- _PROMPT_: Rewrite all of the data below as a numbered list with one entry per line, skipping any blank lines. Leave the pictures out.

- _RECORDS FOR THE EXERCISE_:
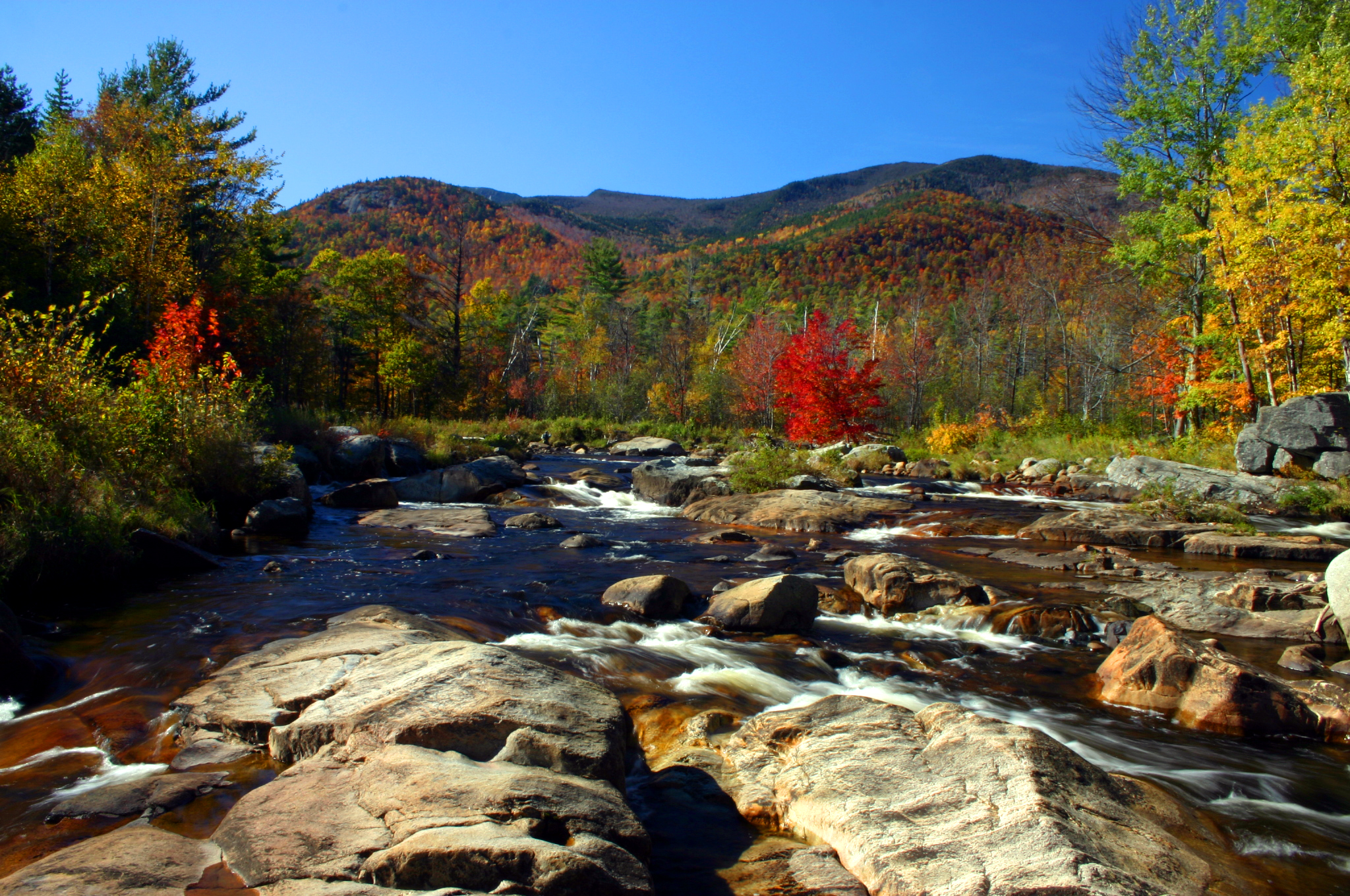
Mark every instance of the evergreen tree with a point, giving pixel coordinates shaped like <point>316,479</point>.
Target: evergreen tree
<point>61,104</point>
<point>602,266</point>
<point>18,118</point>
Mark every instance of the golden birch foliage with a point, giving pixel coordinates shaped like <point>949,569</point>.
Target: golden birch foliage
<point>1281,226</point>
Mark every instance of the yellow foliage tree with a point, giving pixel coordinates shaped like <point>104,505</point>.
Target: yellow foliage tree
<point>1281,229</point>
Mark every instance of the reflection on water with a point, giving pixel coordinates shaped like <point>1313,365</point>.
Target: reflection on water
<point>1284,803</point>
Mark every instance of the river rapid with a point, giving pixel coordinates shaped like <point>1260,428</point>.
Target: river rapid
<point>1283,804</point>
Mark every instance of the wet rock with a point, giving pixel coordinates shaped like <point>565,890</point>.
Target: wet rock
<point>1003,808</point>
<point>775,603</point>
<point>676,481</point>
<point>1303,658</point>
<point>160,555</point>
<point>771,553</point>
<point>149,797</point>
<point>1333,464</point>
<point>894,583</point>
<point>461,522</point>
<point>653,597</point>
<point>279,517</point>
<point>797,511</point>
<point>649,447</point>
<point>1338,587</point>
<point>1158,668</point>
<point>480,701</point>
<point>929,468</point>
<point>404,458</point>
<point>1217,485</point>
<point>308,463</point>
<point>359,458</point>
<point>873,457</point>
<point>1110,526</point>
<point>211,750</point>
<point>270,686</point>
<point>372,493</point>
<point>422,820</point>
<point>1268,548</point>
<point>135,860</point>
<point>474,481</point>
<point>532,521</point>
<point>724,535</point>
<point>810,484</point>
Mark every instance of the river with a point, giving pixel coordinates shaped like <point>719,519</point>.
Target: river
<point>1283,804</point>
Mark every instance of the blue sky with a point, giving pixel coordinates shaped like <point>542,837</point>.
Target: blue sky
<point>680,99</point>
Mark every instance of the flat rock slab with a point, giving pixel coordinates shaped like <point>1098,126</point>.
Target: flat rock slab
<point>1270,548</point>
<point>135,860</point>
<point>481,701</point>
<point>1110,526</point>
<point>408,817</point>
<point>797,511</point>
<point>990,807</point>
<point>270,686</point>
<point>461,522</point>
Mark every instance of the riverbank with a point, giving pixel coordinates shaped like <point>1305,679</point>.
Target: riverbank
<point>1029,664</point>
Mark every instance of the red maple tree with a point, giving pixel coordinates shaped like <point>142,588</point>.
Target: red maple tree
<point>823,392</point>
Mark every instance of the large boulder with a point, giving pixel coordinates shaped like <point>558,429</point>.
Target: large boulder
<point>459,522</point>
<point>1266,548</point>
<point>654,597</point>
<point>409,817</point>
<point>945,800</point>
<point>358,458</point>
<point>1216,485</point>
<point>797,511</point>
<point>873,457</point>
<point>894,583</point>
<point>135,860</point>
<point>1110,526</point>
<point>1338,589</point>
<point>1306,426</point>
<point>649,447</point>
<point>677,481</point>
<point>1198,686</point>
<point>777,603</point>
<point>369,494</point>
<point>474,481</point>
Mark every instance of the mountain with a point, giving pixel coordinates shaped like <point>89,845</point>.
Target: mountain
<point>663,223</point>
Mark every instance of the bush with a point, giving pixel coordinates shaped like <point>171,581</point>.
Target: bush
<point>766,467</point>
<point>84,462</point>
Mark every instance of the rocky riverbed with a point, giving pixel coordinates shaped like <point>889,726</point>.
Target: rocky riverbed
<point>564,687</point>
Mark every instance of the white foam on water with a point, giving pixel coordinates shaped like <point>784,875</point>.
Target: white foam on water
<point>60,709</point>
<point>108,772</point>
<point>55,752</point>
<point>959,629</point>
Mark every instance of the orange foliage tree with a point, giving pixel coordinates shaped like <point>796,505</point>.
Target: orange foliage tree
<point>827,395</point>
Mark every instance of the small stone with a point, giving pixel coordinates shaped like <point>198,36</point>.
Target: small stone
<point>532,521</point>
<point>771,553</point>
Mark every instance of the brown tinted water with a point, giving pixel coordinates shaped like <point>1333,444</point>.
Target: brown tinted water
<point>1281,803</point>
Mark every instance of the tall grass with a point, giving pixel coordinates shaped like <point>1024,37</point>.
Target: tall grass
<point>91,450</point>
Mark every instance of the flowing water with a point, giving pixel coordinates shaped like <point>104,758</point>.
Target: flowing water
<point>1283,803</point>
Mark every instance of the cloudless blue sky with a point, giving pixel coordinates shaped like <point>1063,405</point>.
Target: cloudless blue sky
<point>681,98</point>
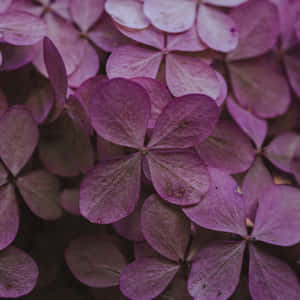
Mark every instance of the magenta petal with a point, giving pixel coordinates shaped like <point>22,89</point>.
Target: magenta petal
<point>222,208</point>
<point>171,15</point>
<point>132,61</point>
<point>228,148</point>
<point>146,278</point>
<point>165,228</point>
<point>110,190</point>
<point>19,273</point>
<point>128,13</point>
<point>256,35</point>
<point>271,278</point>
<point>18,138</point>
<point>95,261</point>
<point>256,182</point>
<point>9,216</point>
<point>260,87</point>
<point>215,273</point>
<point>40,190</point>
<point>277,220</point>
<point>179,177</point>
<point>120,110</point>
<point>189,75</point>
<point>185,122</point>
<point>254,127</point>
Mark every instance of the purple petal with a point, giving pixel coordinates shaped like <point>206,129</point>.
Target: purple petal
<point>179,177</point>
<point>256,35</point>
<point>110,191</point>
<point>165,228</point>
<point>120,110</point>
<point>95,261</point>
<point>217,29</point>
<point>260,87</point>
<point>228,148</point>
<point>128,13</point>
<point>19,273</point>
<point>86,13</point>
<point>185,122</point>
<point>9,220</point>
<point>171,15</point>
<point>16,28</point>
<point>222,208</point>
<point>18,138</point>
<point>256,182</point>
<point>277,220</point>
<point>271,278</point>
<point>189,75</point>
<point>215,273</point>
<point>40,190</point>
<point>254,127</point>
<point>131,61</point>
<point>146,278</point>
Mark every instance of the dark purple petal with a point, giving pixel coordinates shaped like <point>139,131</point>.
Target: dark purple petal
<point>215,273</point>
<point>179,177</point>
<point>120,110</point>
<point>146,278</point>
<point>222,208</point>
<point>95,261</point>
<point>165,228</point>
<point>18,138</point>
<point>110,191</point>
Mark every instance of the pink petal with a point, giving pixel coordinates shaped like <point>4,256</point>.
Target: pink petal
<point>146,278</point>
<point>277,220</point>
<point>18,138</point>
<point>217,29</point>
<point>271,278</point>
<point>120,110</point>
<point>256,35</point>
<point>86,13</point>
<point>228,148</point>
<point>110,190</point>
<point>222,208</point>
<point>165,228</point>
<point>188,75</point>
<point>171,15</point>
<point>9,212</point>
<point>215,273</point>
<point>19,273</point>
<point>185,122</point>
<point>179,177</point>
<point>131,61</point>
<point>95,261</point>
<point>128,13</point>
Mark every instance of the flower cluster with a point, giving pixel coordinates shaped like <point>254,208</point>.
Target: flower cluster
<point>150,149</point>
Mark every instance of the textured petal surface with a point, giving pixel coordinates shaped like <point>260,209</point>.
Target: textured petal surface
<point>188,75</point>
<point>271,278</point>
<point>95,261</point>
<point>153,275</point>
<point>18,138</point>
<point>165,228</point>
<point>111,190</point>
<point>40,190</point>
<point>179,177</point>
<point>171,15</point>
<point>19,273</point>
<point>120,110</point>
<point>185,122</point>
<point>222,208</point>
<point>228,148</point>
<point>277,220</point>
<point>215,273</point>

- _ANSWER BELOW_:
1. Mark every instance of the evergreen tree with a point, giving pixel coordinates shaped like <point>316,479</point>.
2. Target: evergreen tree
3. <point>61,104</point>
4. <point>602,266</point>
5. <point>18,118</point>
6. Mark every instance of the golden birch foliage with a point, giving pixel coordinates shaped like <point>949,569</point>.
7. Target: golden birch foliage
8. <point>1281,226</point>
9. Mark every instance of the yellow foliage tree with a point, giving pixel coordinates shaped like <point>104,505</point>.
10. Target: yellow foliage tree
11. <point>1281,229</point>
12. Mark every instance of the reflection on water with a point, giving pixel coordinates shaped like <point>1313,365</point>.
13. Target: reflection on water
14. <point>1284,803</point>
15. Mark every instance of the river rapid with a point, giving pixel coordinates shaped like <point>1260,428</point>.
16. Target: river rapid
17. <point>1283,804</point>
18. Mark every instance of the wet rock with a point, giving pixel coordinates shaped like <point>565,890</point>.
19. Target: wet rock
20. <point>1003,808</point>
21. <point>775,603</point>
22. <point>676,481</point>
23. <point>1303,658</point>
24. <point>160,555</point>
25. <point>771,553</point>
26. <point>149,797</point>
27. <point>1333,464</point>
28. <point>894,583</point>
29. <point>461,522</point>
30. <point>653,597</point>
31. <point>279,517</point>
32. <point>797,511</point>
33. <point>649,447</point>
34. <point>1338,587</point>
35. <point>1158,668</point>
36. <point>480,701</point>
37. <point>929,468</point>
38. <point>404,458</point>
39. <point>1217,485</point>
40. <point>308,463</point>
41. <point>359,458</point>
42. <point>873,457</point>
43. <point>1110,526</point>
44. <point>211,750</point>
45. <point>270,686</point>
46. <point>372,493</point>
47. <point>422,820</point>
48. <point>1268,548</point>
49. <point>135,860</point>
50. <point>474,481</point>
51. <point>532,521</point>
52. <point>724,535</point>
53. <point>810,484</point>
54. Mark every instance of the river with a point, giving pixel coordinates shaped like <point>719,519</point>.
55. Target: river
56. <point>1283,804</point>
57. Mark every instance of the blue sky with a point, giving pixel coordinates shaped like <point>542,837</point>.
58. Target: blue sky
59. <point>680,99</point>
60. Mark every instance of the flat rock slab with a point, giving pixel coordinates shaped like <point>1098,126</point>.
61. Target: flat rock slab
62. <point>1270,548</point>
63. <point>135,860</point>
64. <point>481,701</point>
65. <point>1110,526</point>
66. <point>408,817</point>
67. <point>797,511</point>
68. <point>990,807</point>
69. <point>270,686</point>
70. <point>461,522</point>
71. Mark every instance of the riverbank with a point, giving pixel coordinates shaped like <point>1305,679</point>.
72. Target: riverbank
73. <point>1029,664</point>
74. Mark every instance of the red maple tree with a point, giving pixel coordinates shaped like <point>142,588</point>.
75. Target: red maple tree
76. <point>823,392</point>
77. Mark every instance of the large boulder with a point, giving pixel coordinates shaped like <point>558,429</point>.
78. Target: large boulder
79. <point>459,522</point>
80. <point>1266,548</point>
81. <point>654,597</point>
82. <point>409,817</point>
83. <point>945,800</point>
84. <point>358,458</point>
85. <point>1216,485</point>
86. <point>797,511</point>
87. <point>873,457</point>
88. <point>894,583</point>
89. <point>135,860</point>
90. <point>1110,526</point>
91. <point>1338,589</point>
92. <point>1306,426</point>
93. <point>649,447</point>
94. <point>677,481</point>
95. <point>1198,686</point>
96. <point>777,603</point>
97. <point>369,494</point>
98. <point>474,481</point>
99. Mark every instance of the mountain with a point, giving pixel coordinates shaped like <point>89,845</point>.
100. Target: mountain
101. <point>663,223</point>
102. Mark every instance of the bush with a point, giving pixel coordinates shaped like <point>171,581</point>.
103. Target: bush
104. <point>766,467</point>
105. <point>84,462</point>
106. Mark every instance of the rocky riverbed with a point, giving pixel coordinates shaped like <point>889,726</point>.
107. Target: rocky riverbed
108. <point>564,687</point>
109. Mark every instance of the white foam on water with a point, giving pixel coordinates shaped like <point>784,875</point>.
110. Target: white foam on water
111. <point>60,709</point>
112. <point>108,772</point>
113. <point>55,752</point>
114. <point>959,629</point>
115. Mark every instance of the orange foliage tree with a point, giving pixel coordinates shaped like <point>796,505</point>.
116. Target: orange foliage tree
117. <point>827,395</point>
118. Mark every instance of the small stone with a point, giving pixel coordinates shaped like <point>198,36</point>.
119. Target: small stone
120. <point>532,521</point>
121. <point>771,553</point>
122. Mark every instance of the brown tinted water with a point, giving pixel coordinates shaped like <point>1333,444</point>.
123. Target: brown tinted water
124. <point>1281,803</point>
125. Mark every instance of the tall grass with a point, giving pixel coordinates shaped like <point>1024,37</point>.
126. Target: tall grass
127. <point>91,450</point>
128. Mark every instance of the flowing water with a point, giving pixel coordinates shaped like <point>104,758</point>.
129. Target: flowing water
130. <point>1283,803</point>
131. Mark every instance of the cloudless blue sky with a point, giving pixel coordinates shaped like <point>1063,405</point>.
132. Target: cloudless blue sky
133. <point>681,98</point>
134. Mark every instance of the magenta petal with a point, giving pixel coordinates shaped like <point>22,89</point>.
135. Target: magenta petal
136. <point>222,208</point>
137. <point>171,15</point>
138. <point>132,61</point>
139. <point>228,148</point>
140. <point>146,278</point>
141. <point>165,228</point>
142. <point>110,190</point>
143. <point>19,273</point>
144. <point>128,13</point>
145. <point>256,35</point>
146. <point>271,278</point>
147. <point>18,138</point>
148. <point>95,261</point>
149. <point>256,182</point>
150. <point>9,216</point>
151. <point>260,87</point>
152. <point>215,273</point>
153. <point>40,190</point>
154. <point>277,220</point>
155. <point>179,177</point>
156. <point>120,110</point>
157. <point>189,75</point>
158. <point>185,122</point>
159. <point>254,127</point>
160. Mark every instance of the purple petal with a point, giving pixel coordinates shaped like <point>206,129</point>.
161. Target: purple petal
162. <point>179,177</point>
163. <point>256,35</point>
164. <point>110,191</point>
165. <point>165,228</point>
166. <point>120,110</point>
167. <point>95,261</point>
168. <point>217,29</point>
169. <point>260,87</point>
170. <point>228,148</point>
171. <point>128,13</point>
172. <point>19,273</point>
173. <point>86,13</point>
174. <point>185,122</point>
175. <point>9,220</point>
176. <point>171,15</point>
177. <point>16,28</point>
178. <point>222,208</point>
179. <point>18,138</point>
180. <point>256,182</point>
181. <point>277,220</point>
182. <point>271,278</point>
183. <point>189,75</point>
184. <point>215,273</point>
185. <point>40,190</point>
186. <point>254,127</point>
187. <point>131,61</point>
188. <point>146,278</point>
189. Mark every instance of the dark purple petal with a point, giving pixel coordinates shaped like <point>139,131</point>.
190. Target: dark purple petal
191. <point>215,273</point>
192. <point>179,177</point>
193. <point>120,110</point>
194. <point>146,278</point>
195. <point>222,208</point>
196. <point>95,261</point>
197. <point>165,228</point>
198. <point>18,138</point>
199. <point>110,191</point>
200. Mark every instance of the pink petal with a point, giving pixel coordinates shaped like <point>4,256</point>.
201. Target: pink petal
202. <point>146,278</point>
203. <point>277,220</point>
204. <point>18,138</point>
205. <point>217,29</point>
206. <point>271,278</point>
207. <point>120,110</point>
208. <point>256,35</point>
209. <point>86,13</point>
210. <point>228,148</point>
211. <point>110,190</point>
212. <point>222,208</point>
213. <point>165,228</point>
214. <point>188,75</point>
215. <point>171,15</point>
216. <point>9,212</point>
217. <point>215,273</point>
218. <point>19,273</point>
219. <point>185,122</point>
220. <point>179,177</point>
221. <point>131,61</point>
222. <point>95,261</point>
223. <point>128,13</point>
224. Mark every instance of the flower cluster with a point, giving pixel coordinates shaped like <point>254,208</point>.
225. Target: flower cluster
226. <point>150,149</point>
227. Mark every instance of the textured petal surface with a point, giving pixel coordinates shaped like <point>260,209</point>.
228. Target: textured petal surface
229. <point>188,75</point>
230. <point>271,278</point>
231. <point>95,261</point>
232. <point>153,275</point>
233. <point>18,138</point>
234. <point>165,228</point>
235. <point>111,190</point>
236. <point>40,190</point>
237. <point>179,177</point>
238. <point>171,15</point>
239. <point>19,273</point>
240. <point>120,110</point>
241. <point>185,122</point>
242. <point>222,208</point>
243. <point>228,148</point>
244. <point>277,220</point>
245. <point>215,273</point>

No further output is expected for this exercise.